- **Your assignment**
Please reproduce the listing word for word. Pictures stay out.

____ Supplied material

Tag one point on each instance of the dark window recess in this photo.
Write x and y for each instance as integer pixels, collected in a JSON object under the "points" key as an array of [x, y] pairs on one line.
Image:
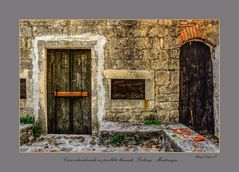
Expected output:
{"points": [[127, 89], [23, 94]]}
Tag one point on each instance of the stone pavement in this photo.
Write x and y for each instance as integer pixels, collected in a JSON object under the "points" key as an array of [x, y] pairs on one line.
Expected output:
{"points": [[80, 144], [150, 139]]}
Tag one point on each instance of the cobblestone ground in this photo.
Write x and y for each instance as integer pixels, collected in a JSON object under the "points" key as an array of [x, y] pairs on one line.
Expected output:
{"points": [[81, 143]]}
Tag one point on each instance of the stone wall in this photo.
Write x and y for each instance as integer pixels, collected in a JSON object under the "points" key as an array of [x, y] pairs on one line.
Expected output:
{"points": [[146, 45]]}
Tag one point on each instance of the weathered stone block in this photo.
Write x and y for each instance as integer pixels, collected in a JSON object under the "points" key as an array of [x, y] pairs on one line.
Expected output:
{"points": [[25, 31], [162, 77]]}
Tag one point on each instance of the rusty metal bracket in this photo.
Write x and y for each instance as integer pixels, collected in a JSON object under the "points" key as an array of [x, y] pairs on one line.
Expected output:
{"points": [[70, 94]]}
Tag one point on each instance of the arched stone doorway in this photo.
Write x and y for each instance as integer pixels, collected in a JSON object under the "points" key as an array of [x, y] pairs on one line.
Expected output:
{"points": [[196, 86]]}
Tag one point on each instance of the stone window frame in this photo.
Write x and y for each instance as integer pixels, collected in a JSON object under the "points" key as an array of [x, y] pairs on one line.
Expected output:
{"points": [[96, 44], [148, 75]]}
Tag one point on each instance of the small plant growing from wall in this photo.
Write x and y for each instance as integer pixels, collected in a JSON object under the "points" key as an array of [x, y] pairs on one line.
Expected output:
{"points": [[37, 130], [137, 140], [27, 119], [117, 140], [152, 122]]}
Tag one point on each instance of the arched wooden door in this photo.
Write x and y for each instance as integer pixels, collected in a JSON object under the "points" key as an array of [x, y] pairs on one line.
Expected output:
{"points": [[196, 87]]}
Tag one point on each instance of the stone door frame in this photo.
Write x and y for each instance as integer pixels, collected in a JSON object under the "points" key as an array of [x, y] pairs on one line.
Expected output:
{"points": [[96, 44], [215, 58]]}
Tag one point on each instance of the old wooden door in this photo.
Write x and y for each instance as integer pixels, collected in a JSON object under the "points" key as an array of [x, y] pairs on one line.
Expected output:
{"points": [[68, 76], [196, 87]]}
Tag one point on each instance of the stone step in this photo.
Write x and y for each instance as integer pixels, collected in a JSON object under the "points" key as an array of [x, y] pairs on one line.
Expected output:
{"points": [[127, 134]]}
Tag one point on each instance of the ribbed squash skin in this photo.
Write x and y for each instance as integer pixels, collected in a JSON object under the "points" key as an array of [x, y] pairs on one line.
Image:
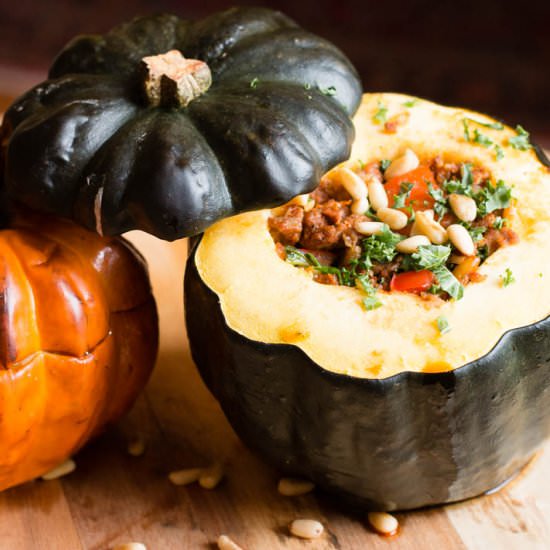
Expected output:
{"points": [[412, 440], [78, 340], [86, 145]]}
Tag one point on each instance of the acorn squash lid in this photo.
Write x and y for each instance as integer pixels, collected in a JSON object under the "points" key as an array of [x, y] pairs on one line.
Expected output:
{"points": [[128, 133], [268, 300]]}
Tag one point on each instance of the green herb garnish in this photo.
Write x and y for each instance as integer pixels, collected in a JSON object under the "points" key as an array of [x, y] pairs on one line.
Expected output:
{"points": [[476, 232], [381, 246], [493, 125], [492, 198], [430, 256], [443, 324], [448, 282], [440, 202], [382, 114], [499, 222], [399, 200], [507, 278], [521, 140]]}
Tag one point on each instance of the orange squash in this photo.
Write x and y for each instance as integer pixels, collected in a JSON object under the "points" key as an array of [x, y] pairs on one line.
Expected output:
{"points": [[78, 340]]}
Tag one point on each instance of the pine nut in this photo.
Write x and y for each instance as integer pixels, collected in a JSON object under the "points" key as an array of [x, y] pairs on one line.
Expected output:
{"points": [[401, 165], [136, 447], [60, 470], [393, 217], [306, 528], [465, 208], [461, 239], [410, 245], [426, 225], [225, 543], [377, 194], [130, 546], [360, 206], [368, 228], [211, 477], [292, 487], [383, 522], [185, 477], [352, 183]]}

________

- **Response box**
Tag one point on each instance of the dark window recess in this photo.
Write x and y for each instance as integer pixels, collected in a JSON object under the "points" key as an array of [x, y] pairs on one line.
Image:
Expected output:
{"points": [[127, 89], [23, 94]]}
Tag one point on each instance of the stone pavement in this photo.
Write x and y for each instance as integer pixels, collected in a JSON object under the "points" key as an array of [x, y] pairs on one line.
Expected output:
{"points": [[80, 144], [150, 139]]}
Tag one point on each instance of the cobblestone ground in this photo.
Write x and y for each instance as integer pixels, collected in a JSON object under the "points" key as an array of [x, y] pairs on one line.
Expected output:
{"points": [[81, 143]]}
Tag one point on each instance of the stone wall in this photo.
Write x and y for each instance as integer pixels, collected in a JSON object under the "points" key as an array of [x, y] pairs on one line.
Expected output:
{"points": [[146, 45]]}
Tag one point on each instance of the weathered stone block in this photo.
Write x and y for each instance as integer pixels, collected in a JSON object under the "points" key as an array of [x, y] pairs on one line.
Expected output:
{"points": [[25, 31], [162, 77]]}
Tag one point on each instance of the rusty metal bracket in this photo.
Write x and y for each instance as integer pixels, collected in a JSON object under the "points" key as an array of [x, y] pairs on one line.
Expected output:
{"points": [[70, 94]]}
Tag one point on each instance of the arched stone doorway in this photo.
Write x and y for each instance as integer pixels, collected in a JSON object under the "points" key as an array of [x, y] pairs on one line.
Expected output:
{"points": [[196, 86]]}
Tag one point on each instance of the stone window frame in this photo.
Write x and y for each instance as integer pixels, collected in a JSON object under the "points" key as an array of [x, y] pairs on one line.
Expected output:
{"points": [[96, 44], [148, 75]]}
Tag one point on each instance of the small plant growing from wall in this photo.
Write x and y for each instance as integer pixels, collected in a JSON object under the "points" key as an array of [x, y] pairs on one line.
Expected output:
{"points": [[37, 130], [137, 140], [27, 119], [117, 140], [152, 122]]}
Tag one point on each instance of the arched wooden door in this photo.
Write x and y for each instance as integer pixels, collected in a JSON object under the "points" key as an array of [x, y] pairs on one line.
Expected output:
{"points": [[196, 87]]}
Tag one point on each instance of the stone door frame in this photo.
Write x and y for each instance as integer pixels, collected in a JSON object under the "points" key as an array of [x, y] pairs on one line.
Expected output:
{"points": [[96, 44], [215, 58]]}
Tag one point on each instance of the old wooden door in this photo.
Write x and y for each instance as integer pixels, collected in a JSON object under the "points" key as an array of [x, y] pairs on one line.
Expected output:
{"points": [[68, 76], [196, 87]]}
Tag one point on each instance of the stone step in this photo.
Write x and y for each instance as integer pixels, collected in a JSON object under the "points" key as an array of [x, y] pairs on one line.
Expected output:
{"points": [[127, 134]]}
Tag one point on each instance of the ribbed squash skin in this photo.
Write x and y for each instance as integer pixels, collected in a JSON object under the "points" key as an array of [x, y] pairs on one line.
Image:
Expected output:
{"points": [[412, 440], [78, 340], [86, 145]]}
Tag one point on each instance of the acorn squash lid in this photo.
Write x and y for each instance as integer pixels, collected in a JSON object under the "points" key as an array of [x, y] pairs on one line.
Expected output:
{"points": [[128, 133], [268, 300]]}
Tag one point on each instance of the green herb garnish in this photo.
Write x and y for each instance as integer pixels, collected in a JSON object under the "points" key as an array of [x, y] pairs on one line.
Expected output:
{"points": [[476, 232], [381, 246], [493, 125], [492, 198], [430, 256], [443, 324], [448, 282], [440, 202], [382, 114], [499, 222], [399, 200], [507, 278], [521, 140]]}
Tag one point on each instance of the orange squash in this photo.
Write x and y for each instance as integer pixels, collected in a JSON object under the "points" key as an array of [x, y] pairs on one line.
Expected output:
{"points": [[78, 340]]}
Tag one point on each instance of the pine nut in this photo.
Write x and y for each instance as integer pixels, collected in a JSON object under the "points" key as an array of [x, y] pairs on one line.
Expected output:
{"points": [[401, 165], [136, 447], [60, 470], [393, 217], [306, 528], [465, 208], [461, 239], [410, 245], [426, 225], [225, 543], [377, 194], [130, 546], [360, 206], [368, 228], [211, 477], [292, 487], [383, 522], [185, 477], [352, 183]]}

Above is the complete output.